_EXTRACTED ENTRIES_
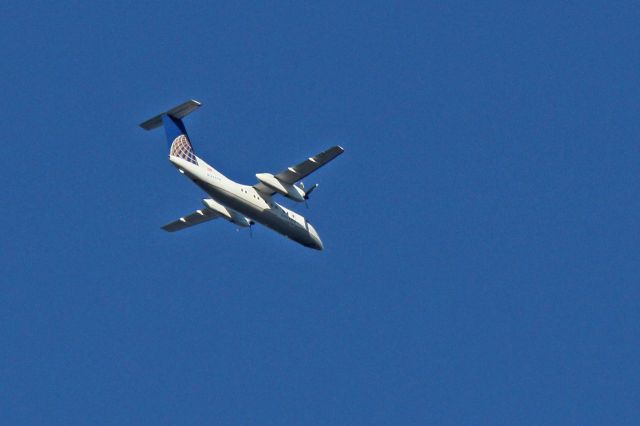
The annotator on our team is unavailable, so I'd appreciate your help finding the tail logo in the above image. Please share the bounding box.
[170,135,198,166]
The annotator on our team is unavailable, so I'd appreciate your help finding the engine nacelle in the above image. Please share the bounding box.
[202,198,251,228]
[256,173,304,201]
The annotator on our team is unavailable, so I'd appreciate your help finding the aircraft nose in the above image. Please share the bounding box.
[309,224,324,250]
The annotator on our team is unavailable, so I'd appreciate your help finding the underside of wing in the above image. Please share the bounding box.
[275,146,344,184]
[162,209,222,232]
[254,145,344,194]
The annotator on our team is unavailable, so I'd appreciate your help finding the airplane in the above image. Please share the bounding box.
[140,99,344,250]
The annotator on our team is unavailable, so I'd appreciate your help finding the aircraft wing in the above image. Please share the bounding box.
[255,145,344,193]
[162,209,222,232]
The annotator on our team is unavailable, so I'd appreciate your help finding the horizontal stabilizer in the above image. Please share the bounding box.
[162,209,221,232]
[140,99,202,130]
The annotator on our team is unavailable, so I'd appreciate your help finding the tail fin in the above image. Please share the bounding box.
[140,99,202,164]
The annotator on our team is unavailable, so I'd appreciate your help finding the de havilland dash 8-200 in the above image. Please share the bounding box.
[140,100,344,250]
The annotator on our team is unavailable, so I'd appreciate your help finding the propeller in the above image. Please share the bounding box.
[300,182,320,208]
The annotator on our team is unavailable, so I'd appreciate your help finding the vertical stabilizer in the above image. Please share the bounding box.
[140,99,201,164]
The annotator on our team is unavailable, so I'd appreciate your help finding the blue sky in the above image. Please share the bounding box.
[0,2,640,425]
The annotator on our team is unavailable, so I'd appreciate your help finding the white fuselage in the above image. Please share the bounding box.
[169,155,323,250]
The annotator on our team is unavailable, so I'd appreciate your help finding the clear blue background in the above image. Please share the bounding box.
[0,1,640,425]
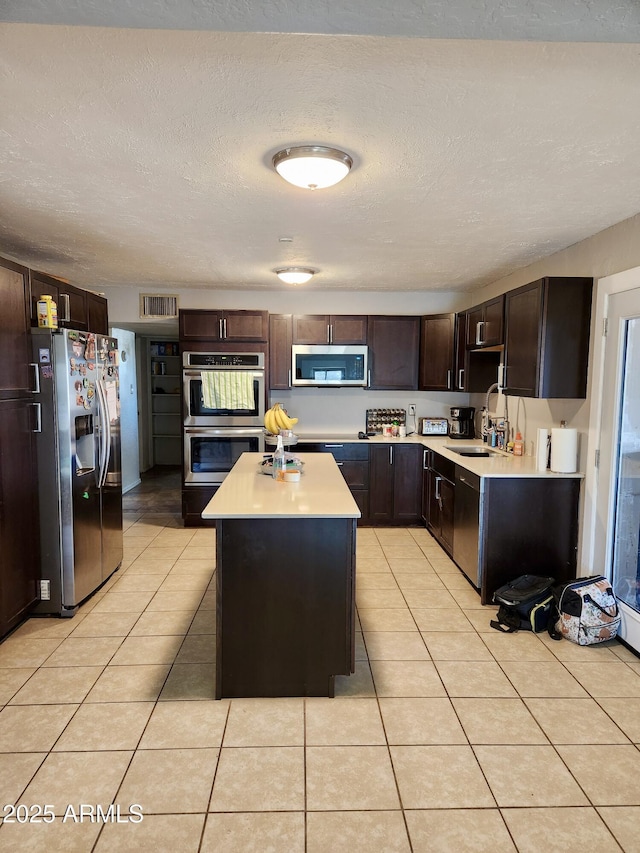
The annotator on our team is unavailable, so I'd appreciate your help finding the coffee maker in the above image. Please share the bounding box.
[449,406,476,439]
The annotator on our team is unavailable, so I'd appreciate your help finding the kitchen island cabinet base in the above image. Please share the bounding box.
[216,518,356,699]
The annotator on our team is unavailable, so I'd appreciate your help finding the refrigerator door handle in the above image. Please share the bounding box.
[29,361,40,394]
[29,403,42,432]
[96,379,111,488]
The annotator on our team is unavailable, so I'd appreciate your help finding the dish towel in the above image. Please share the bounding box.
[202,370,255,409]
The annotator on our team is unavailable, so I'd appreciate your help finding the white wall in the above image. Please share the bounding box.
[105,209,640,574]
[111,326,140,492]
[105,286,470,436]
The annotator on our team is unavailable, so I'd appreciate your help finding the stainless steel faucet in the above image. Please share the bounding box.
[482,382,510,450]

_SHORT PROBLEM_
Give back every line of the entries above word for word, leaving out the pictures.

_IN RESPONSE_
The annotator on our team is unavailable, so I'd appreciate your help finding the tail logo in the above image. Please share the bounding box.
[170,135,198,166]
The annotator on our team is unavailable, so I'd appreciate your help finding the engine nacelle in the above image. Please share the bounding box.
[202,198,251,228]
[256,173,304,201]
The annotator on our team is unavailable, so I'd appreciate your help finding the aircraft nose in the above image. Please share the bounding box.
[309,224,324,250]
The annotator on our team is unavailable, so I'd appreciate your help finding the underside of wing in the above image. Please share the bounding box.
[275,146,344,184]
[162,209,222,232]
[254,145,344,194]
The annotator on our team is unavailable, so I'd appreciate your help finding the airplane in the above image. Please share the bounding box.
[140,99,344,250]
The annotator on our team is unavailable, so I'd appreciate your help finding the aircraft wing in the above image. Please share the bounding box.
[255,145,344,193]
[162,209,222,232]
The annotator on our team is unavailable, so I'd appreciate your help finding the horizontal stabilizer in the above image. Please share the bounding box.
[162,209,221,232]
[140,99,202,130]
The annotator on our team is unavailable, so I'd appreciate your help finding the tail fin in the above image. Please share the bounding box.
[140,99,202,164]
The annotator on our team is unavailable, so I'd appreciate your help finding the de havilland dash 8-200 in the above image. Please share the bounding box.
[140,100,344,250]
The annotator on our team is unavailable, so I'd appreciate your help finding the propeller in the above image. Please share the bounding box.
[300,182,320,208]
The annotator on our team is unavailable, so I'd appreciate your help finding the vertical stabilizer in the above image. Please share the bounding box.
[140,99,201,164]
The annotator on our team is unavailable, so I'd appreciate your help finding the blue sky in the above image. Please share the bounding box.
[0,2,640,425]
The annotator on our team is unavailable, so I'd appreciate your help finding the white fuselage in the above image. Please share the bounding box.
[169,155,323,250]
The annotator on our team is unavailable, so I'd appreciate your help finding the clear blue background in the above image. Please share the bounding box.
[0,1,640,425]
The annotator on our team is unavailable, so I'd appreciate your help finding the coffee maker in the above image. Please share the bounding box.
[449,406,476,439]
The annotator on our team is unavailable, so I'd appreciate your help finding the kitchen island cabinet base in the above image. Please share the bounding box.
[216,518,356,699]
The annotator on our team is unavailable, so I'd appreciate your help finding the refrigerator door handle in the above image. Please share the bounding box.
[29,361,40,394]
[29,403,42,432]
[96,379,111,488]
The annotator on our team is unavailable, so I'd appreciate your help finding the dish towel in the above image. Please share the bounding box.
[202,370,255,409]
The annotator on our team is unavailable, so I'd appreciate your help finding the white wall in the above image. Please share the bounding box.
[105,209,640,574]
[111,326,140,492]
[105,286,470,436]
The annotator on our team is unavailable, so I'd appreciate your help finding the stainless steel faucet in the above image. Please share the bounding box.
[482,382,510,450]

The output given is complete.